◆ Data section ◆
* Start *

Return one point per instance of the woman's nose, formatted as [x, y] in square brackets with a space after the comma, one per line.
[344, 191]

* End *
* Start *

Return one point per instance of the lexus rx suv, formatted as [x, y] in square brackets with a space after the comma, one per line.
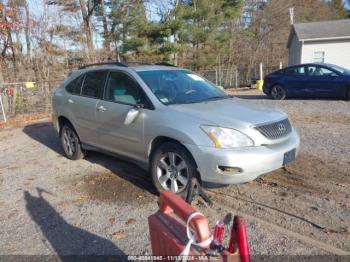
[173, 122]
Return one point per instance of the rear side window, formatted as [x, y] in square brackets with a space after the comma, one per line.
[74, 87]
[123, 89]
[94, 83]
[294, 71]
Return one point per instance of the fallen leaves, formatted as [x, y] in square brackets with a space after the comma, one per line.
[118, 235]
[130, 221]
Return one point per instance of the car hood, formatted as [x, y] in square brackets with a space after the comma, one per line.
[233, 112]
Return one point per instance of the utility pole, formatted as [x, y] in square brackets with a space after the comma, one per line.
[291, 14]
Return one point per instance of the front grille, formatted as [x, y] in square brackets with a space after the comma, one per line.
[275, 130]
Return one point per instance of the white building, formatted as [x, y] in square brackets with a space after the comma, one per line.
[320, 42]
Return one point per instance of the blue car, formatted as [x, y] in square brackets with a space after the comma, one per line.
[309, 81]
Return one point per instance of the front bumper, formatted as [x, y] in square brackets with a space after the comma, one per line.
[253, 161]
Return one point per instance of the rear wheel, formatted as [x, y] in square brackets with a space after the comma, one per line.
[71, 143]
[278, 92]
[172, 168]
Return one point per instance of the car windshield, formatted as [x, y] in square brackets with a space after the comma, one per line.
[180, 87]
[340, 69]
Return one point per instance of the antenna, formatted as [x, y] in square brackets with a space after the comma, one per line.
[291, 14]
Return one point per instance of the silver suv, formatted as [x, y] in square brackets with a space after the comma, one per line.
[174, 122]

* End *
* Start *

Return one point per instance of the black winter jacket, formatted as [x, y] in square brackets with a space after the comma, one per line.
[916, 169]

* End *

◆ Exercise prompt ◆
Pick out each line of the records above that contains the word "rear", and copy those lines.

◆ Full output ◆
Return one point per instance of the rear side window, formatted as [x, y] in square brackets with a space after the comma, one per line.
Return one point per instance of the rear wheel, formatted as [x, y] in square brackets with a space after the comma, one per line.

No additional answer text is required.